• _Texte présenté_:
+++
Entre Dance Floor et Parthénon, Daniel Firman bascule ses sculptures et bouscule les règles établies. Celles-ci se calquent sur les lois de la gravité, l’imitation en trompe-l’œil et le cinétisme. L’ensemble des avant-gardes est digéré par l’artiste lyonnais. La verticalité, le socle, le dur, l’immobilisme, le readymade sont dépassés pour donner des œuvres accessibles et immédiatement compréhensibles. Le propos est intelligent et la présentation efficace.
Les pièces présentées produisent également des arts graphiques. Si Rotomatic (2011) tourne comme une toupie, elle n’oublie pas de produire un dessin strié comme la tranche d’un arbre, façon Ugo Rondinone ou Damien Hirst.
L’œuvre est composée de trois éléments. Une machine à laver est posée sur un socle qui tourne. L’ensemble est abrité derrière un cube de plexiglas. La machine tournoie telle une patineuse sur glace à Chambéry. Le programme n’est pas libre. Il se décline sur plusieurs modes qui sont autant de cycles: prélavage, synthétique, soie, laine, blanc, couleur, programme long, programme court et enfin essorage.
Le lavotomatic de 16 kilos a été arraché de son linéaire. Il a quitté son local blanc blafard des dimanches soirs tristes pour trôner sur un socle articulé et robotisé. Notre cube d’acier fatigué rejoint son écrin transparent, sa papamobile immobilisée. Il est comme les boules qu’il faut agiter pour faire tomber les flocons de neige sur la tour Eiffel ou le Sacré Cœur, il faut attendre que son linge sale s’efface dans un tourbillon en forme de hula hoop. La machine borgne avec son hublot s’agite comme un derviche tourneur cyclopéen.
+++
• _Consignes écrites_:
**1.** Relevez toutes les notions que Daniel Firman dépasse d'après le texte sur ses sculptures.
**2.** Selon le texte sur les sculptures de Daniel Firman, quelle est la capacité du lavotomatic ?
**3.** Prolongez le texte sur les sculptures de Daniel Firman à la suite de sa dernière phrase.
Les lignes qui suivent constituent un matériau indépendant du texte.

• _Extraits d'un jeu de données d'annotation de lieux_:
+++
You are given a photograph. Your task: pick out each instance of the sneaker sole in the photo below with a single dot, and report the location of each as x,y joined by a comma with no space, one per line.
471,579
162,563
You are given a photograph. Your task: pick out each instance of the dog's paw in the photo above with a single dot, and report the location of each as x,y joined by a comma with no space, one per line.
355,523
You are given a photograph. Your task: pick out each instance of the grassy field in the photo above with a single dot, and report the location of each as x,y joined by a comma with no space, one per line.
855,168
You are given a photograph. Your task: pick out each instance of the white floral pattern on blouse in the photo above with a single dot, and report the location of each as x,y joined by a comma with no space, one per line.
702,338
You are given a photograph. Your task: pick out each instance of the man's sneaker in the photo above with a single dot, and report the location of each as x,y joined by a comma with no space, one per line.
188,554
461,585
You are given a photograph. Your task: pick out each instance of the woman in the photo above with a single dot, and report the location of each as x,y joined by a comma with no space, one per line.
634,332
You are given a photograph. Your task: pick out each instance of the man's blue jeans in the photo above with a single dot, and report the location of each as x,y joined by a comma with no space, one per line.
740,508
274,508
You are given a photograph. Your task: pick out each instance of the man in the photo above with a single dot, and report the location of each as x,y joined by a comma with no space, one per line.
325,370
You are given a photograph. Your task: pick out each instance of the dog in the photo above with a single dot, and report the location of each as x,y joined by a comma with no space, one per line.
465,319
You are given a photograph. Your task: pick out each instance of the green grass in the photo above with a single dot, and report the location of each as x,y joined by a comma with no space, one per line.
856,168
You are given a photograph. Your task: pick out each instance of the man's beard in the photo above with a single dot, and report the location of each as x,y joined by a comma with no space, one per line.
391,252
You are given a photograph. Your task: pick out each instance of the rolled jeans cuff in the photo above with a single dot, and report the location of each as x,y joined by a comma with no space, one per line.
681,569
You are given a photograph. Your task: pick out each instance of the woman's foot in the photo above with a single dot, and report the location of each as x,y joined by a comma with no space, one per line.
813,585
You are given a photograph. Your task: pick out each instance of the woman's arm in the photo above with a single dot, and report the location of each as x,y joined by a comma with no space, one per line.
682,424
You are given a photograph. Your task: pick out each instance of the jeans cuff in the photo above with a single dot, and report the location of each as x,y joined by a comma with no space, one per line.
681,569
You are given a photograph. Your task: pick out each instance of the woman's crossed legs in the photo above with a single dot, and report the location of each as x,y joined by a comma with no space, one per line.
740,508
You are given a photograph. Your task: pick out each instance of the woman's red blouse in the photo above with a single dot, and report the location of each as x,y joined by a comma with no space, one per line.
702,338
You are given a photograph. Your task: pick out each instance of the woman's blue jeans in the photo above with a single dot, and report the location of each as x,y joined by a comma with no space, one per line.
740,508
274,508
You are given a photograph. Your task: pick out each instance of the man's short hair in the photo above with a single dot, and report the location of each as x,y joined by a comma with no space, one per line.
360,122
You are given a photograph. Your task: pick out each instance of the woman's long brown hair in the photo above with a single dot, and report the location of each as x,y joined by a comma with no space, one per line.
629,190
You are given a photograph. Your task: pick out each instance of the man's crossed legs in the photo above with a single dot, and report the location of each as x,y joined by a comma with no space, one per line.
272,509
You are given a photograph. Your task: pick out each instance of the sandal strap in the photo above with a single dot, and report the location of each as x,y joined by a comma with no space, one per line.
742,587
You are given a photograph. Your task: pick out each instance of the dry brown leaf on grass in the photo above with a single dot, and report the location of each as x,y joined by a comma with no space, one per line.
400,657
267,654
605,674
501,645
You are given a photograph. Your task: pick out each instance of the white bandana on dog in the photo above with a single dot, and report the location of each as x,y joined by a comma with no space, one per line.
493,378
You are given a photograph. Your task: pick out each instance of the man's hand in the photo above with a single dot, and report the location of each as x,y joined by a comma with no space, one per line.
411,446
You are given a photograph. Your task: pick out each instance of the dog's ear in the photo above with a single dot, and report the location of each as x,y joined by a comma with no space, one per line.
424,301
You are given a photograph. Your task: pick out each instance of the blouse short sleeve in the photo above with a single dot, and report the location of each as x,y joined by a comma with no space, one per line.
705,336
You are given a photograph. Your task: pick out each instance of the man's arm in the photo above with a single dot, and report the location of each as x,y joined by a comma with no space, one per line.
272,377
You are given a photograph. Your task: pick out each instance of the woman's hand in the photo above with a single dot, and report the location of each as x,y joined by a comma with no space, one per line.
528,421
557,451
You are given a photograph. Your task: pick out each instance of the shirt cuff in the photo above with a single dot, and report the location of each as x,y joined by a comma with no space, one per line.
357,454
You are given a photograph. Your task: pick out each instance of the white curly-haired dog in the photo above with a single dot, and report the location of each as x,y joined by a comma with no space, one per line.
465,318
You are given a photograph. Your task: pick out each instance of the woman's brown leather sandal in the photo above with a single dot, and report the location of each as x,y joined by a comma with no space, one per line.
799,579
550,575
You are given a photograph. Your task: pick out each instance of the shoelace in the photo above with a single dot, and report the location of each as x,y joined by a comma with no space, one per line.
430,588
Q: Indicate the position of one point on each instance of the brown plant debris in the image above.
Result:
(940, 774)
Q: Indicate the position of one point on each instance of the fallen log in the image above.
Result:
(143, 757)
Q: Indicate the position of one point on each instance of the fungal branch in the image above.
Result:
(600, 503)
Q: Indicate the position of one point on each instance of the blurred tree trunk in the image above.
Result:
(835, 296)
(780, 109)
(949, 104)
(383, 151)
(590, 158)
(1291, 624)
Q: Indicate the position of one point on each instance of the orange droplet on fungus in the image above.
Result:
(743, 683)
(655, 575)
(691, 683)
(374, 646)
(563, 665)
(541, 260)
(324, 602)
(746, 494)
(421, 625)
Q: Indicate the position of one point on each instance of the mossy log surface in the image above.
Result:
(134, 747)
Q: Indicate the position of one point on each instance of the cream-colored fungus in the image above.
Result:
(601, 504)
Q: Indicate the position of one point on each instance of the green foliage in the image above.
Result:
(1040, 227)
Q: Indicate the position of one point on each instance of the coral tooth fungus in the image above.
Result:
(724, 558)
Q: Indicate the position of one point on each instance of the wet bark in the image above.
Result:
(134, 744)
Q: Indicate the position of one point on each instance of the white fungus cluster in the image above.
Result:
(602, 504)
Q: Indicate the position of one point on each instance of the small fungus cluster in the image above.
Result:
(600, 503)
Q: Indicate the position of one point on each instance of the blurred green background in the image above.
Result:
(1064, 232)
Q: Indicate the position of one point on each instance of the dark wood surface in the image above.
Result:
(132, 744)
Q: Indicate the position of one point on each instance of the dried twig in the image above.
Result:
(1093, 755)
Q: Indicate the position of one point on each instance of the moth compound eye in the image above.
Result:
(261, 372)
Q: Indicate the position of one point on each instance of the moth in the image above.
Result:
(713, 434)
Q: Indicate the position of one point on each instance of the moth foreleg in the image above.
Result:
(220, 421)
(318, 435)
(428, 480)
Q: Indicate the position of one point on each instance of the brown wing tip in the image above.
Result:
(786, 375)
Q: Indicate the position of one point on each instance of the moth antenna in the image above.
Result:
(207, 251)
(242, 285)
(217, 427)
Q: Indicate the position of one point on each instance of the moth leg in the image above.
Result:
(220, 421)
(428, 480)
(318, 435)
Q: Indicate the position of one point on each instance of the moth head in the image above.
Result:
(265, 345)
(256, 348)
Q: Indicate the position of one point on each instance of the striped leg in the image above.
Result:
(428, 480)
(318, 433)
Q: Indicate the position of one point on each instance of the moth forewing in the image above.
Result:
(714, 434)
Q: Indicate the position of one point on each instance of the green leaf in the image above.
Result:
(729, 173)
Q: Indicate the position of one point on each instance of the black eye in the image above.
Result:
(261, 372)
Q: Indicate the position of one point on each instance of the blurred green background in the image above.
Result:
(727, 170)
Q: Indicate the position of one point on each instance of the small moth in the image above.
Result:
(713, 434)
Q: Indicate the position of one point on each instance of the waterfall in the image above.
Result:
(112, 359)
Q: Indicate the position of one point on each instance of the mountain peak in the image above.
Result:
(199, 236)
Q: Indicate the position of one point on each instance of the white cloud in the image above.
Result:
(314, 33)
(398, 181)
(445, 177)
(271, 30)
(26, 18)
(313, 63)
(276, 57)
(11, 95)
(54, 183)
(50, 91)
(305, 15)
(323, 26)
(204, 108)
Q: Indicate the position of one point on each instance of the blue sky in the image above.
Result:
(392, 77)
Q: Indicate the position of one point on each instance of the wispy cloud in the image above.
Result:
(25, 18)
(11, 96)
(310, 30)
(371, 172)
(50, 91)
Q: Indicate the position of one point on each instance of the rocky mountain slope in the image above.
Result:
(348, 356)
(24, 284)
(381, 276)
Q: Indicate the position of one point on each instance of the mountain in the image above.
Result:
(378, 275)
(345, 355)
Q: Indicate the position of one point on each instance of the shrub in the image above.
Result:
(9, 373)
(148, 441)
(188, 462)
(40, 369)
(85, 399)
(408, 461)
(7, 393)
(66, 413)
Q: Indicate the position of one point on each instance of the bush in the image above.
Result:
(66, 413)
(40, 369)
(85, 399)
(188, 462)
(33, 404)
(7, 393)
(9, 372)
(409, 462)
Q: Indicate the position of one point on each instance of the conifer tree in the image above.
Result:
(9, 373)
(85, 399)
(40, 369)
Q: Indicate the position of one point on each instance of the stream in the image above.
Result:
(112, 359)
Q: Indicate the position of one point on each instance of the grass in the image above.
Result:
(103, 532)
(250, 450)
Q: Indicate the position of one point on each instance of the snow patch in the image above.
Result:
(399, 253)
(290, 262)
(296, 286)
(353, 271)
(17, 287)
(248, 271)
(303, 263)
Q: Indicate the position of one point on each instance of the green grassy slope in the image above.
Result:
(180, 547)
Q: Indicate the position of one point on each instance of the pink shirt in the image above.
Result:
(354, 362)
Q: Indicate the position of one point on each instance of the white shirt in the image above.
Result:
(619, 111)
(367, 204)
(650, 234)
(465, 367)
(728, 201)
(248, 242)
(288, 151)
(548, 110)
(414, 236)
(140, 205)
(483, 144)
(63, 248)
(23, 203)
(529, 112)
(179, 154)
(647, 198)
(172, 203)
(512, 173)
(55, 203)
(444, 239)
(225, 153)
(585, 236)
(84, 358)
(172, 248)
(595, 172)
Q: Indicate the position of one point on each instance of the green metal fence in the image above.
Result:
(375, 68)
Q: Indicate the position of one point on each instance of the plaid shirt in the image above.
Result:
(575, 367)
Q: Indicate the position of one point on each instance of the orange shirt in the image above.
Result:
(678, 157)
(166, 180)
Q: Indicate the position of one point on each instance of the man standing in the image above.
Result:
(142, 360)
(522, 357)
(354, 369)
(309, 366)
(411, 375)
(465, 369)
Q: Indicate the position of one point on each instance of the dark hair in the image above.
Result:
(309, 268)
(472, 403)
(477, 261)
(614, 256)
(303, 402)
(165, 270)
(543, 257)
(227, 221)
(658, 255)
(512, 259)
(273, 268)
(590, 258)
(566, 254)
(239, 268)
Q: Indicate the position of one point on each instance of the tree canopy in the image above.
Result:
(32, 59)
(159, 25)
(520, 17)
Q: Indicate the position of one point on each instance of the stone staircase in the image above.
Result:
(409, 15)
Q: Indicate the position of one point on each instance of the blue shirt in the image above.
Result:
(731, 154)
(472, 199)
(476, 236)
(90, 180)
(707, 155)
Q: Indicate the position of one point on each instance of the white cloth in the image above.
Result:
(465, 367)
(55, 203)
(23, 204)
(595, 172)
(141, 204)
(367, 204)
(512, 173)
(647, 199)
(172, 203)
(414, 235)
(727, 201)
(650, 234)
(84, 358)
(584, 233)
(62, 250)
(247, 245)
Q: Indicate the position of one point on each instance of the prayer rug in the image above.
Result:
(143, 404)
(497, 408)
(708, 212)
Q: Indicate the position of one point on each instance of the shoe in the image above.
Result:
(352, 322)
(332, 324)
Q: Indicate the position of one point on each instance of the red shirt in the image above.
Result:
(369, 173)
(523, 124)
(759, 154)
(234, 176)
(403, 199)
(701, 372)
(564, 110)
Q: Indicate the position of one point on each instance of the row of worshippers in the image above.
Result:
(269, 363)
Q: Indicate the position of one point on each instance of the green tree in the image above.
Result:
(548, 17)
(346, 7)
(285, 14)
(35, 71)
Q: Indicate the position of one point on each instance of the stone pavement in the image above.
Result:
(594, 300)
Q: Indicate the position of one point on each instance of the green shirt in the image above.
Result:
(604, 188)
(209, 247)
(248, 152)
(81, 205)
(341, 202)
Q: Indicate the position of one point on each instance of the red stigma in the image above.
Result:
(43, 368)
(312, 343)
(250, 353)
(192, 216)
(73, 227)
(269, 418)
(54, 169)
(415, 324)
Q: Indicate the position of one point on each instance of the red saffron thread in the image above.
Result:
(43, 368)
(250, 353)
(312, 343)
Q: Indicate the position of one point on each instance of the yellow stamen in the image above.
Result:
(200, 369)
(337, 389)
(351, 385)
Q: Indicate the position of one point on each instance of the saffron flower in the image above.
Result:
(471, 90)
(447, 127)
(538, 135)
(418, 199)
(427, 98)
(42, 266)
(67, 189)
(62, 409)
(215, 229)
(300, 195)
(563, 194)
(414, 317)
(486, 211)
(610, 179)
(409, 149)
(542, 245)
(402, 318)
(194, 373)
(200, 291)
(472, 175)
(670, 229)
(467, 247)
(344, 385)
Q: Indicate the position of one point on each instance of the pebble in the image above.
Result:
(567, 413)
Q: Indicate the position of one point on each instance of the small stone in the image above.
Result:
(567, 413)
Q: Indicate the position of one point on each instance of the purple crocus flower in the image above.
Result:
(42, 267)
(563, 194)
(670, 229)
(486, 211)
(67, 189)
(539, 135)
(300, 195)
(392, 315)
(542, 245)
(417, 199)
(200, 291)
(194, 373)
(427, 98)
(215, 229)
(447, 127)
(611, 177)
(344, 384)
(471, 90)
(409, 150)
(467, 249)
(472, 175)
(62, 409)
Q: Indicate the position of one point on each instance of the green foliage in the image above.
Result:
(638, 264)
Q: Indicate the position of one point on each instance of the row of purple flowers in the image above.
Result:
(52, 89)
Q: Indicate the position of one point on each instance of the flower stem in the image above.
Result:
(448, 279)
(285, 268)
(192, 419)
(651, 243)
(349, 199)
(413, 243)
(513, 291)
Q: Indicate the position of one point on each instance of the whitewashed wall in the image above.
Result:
+++
• _Liste des réponses_:
**1.** La verticalité, le socle, le dur, l'immobilisme et le readymade.

**2.** Il fait 16 kilos.

**3.**
Bertrand Lavier avait exposé une Alpha Roméo rouge accidentée en la baptisant Guilitta, Daniel Firman aurait pu choisir le nom du modèle écrit sur le capot de sa bête de somme: Primus. Mais Arthur Martin, Whirlpool aurait fait tout autant l’affaire pour jouer leur rôle de Vedette. «C’est bien vrai ça!», aurait répondu la Mère Denis.
Attention c’est parti pour le show! Le lap dance se met en branle. Le robot fou ressemble plus à R2D2 de la saga Star Wars qu’à une effeuilleuse du Crazy Horse Saloon. Voilà pour le numéro de cabaret. Mais ce In laisse place à un Off. C’est là que le papier et les arts graphiques remplacent les arts ménagers.
L’artiste place au-dessus de la machine un bâton muni d’un feutre. La rotation produit ce qu’on attend d’elle à savoir un tracé du programme sélectionné. Le relevé circulaire livre ses secrets comme les lignes de vie éclairent le futur et l’avenir d’une main.
Sismographe d’un cycle de lavage, le disque saturnien qui s’écrit sur le papier Canson Velin rote dans son empreinte sillon. Le 33 tours s’écrit sur bande magnétique. Relevé océanographique, la galette noire, nœud de Möbius, vole en éclats et en pépites météorites. Sismographe d’un ordinateur fou, façon Hal dans 2001. Primus est la réponse française aux sarcophages Whirpool d’un Koons. Même habit, même présentation, les néons en moins.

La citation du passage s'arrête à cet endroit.